===== Datos de entrada =====

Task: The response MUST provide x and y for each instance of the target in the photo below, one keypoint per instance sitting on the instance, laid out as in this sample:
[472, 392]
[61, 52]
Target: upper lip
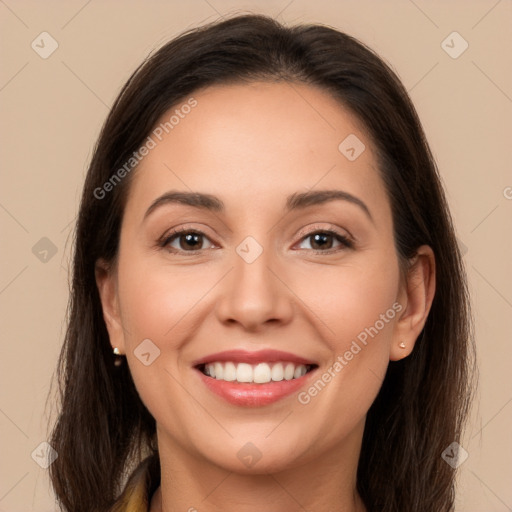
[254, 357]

=====
===== Datos de entrada =====

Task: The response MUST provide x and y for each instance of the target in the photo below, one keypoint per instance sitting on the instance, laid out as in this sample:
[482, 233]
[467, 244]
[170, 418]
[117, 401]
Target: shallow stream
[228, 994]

=====
===== Datos de entrada =====

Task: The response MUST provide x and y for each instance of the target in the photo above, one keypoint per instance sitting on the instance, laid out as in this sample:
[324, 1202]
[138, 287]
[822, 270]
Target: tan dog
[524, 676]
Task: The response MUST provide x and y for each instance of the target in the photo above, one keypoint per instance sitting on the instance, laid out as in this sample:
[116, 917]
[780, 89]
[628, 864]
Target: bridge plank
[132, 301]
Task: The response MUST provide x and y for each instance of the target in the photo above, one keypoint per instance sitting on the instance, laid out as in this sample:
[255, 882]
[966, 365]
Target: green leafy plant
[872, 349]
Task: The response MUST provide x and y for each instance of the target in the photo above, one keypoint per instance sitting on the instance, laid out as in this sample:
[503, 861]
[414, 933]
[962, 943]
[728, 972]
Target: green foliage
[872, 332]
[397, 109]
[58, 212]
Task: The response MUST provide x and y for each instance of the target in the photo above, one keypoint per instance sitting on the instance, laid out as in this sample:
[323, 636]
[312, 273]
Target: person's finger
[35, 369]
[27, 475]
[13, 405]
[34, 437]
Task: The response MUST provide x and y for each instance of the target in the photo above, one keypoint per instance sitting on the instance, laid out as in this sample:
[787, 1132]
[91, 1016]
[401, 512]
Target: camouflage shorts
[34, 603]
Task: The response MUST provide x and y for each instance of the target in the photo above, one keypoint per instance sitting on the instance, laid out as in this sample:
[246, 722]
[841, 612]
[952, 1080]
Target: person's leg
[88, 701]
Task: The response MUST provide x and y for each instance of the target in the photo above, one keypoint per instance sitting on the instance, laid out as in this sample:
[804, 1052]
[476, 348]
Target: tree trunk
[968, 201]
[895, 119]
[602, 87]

=====

→ **Qué hacer**: Indica cuántas líneas de los datos contienen la cadena "person". Responde únicamente con el número.

→ **Respuesta**: 2